ACTION ITEM
Extract all lines that hold "green" from the records below.

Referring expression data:
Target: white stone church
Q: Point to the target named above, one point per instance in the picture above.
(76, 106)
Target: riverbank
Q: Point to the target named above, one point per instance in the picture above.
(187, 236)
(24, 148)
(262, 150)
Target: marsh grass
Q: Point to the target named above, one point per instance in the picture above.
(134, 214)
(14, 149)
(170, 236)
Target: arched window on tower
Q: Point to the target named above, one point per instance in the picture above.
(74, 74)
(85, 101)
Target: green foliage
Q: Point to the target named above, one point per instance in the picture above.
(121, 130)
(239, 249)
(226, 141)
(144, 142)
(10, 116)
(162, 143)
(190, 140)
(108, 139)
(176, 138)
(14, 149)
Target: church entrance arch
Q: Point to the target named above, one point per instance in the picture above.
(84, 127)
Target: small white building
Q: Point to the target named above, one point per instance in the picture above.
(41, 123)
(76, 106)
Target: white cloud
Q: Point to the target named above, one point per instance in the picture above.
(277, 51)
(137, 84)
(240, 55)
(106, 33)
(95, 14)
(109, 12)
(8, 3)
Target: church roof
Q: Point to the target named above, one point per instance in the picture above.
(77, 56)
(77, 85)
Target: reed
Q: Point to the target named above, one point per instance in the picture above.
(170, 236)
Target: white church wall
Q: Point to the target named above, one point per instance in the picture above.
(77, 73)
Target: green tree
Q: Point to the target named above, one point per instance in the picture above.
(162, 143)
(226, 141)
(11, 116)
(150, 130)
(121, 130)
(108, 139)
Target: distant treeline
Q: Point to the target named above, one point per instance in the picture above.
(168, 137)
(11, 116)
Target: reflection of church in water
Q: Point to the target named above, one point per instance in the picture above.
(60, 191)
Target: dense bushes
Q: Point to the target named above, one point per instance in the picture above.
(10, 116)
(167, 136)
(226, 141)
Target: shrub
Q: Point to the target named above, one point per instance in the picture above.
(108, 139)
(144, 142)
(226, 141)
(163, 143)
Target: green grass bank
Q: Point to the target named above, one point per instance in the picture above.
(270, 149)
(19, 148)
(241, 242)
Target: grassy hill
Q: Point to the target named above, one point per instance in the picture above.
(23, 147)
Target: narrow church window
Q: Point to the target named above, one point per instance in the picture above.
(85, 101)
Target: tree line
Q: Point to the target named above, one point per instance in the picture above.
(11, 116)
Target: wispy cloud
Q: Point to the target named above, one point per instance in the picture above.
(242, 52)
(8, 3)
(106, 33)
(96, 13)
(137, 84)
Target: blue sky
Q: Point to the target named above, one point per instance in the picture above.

FINISHED TASK
Target: green foliage
Target: green tree
Target: green grass bank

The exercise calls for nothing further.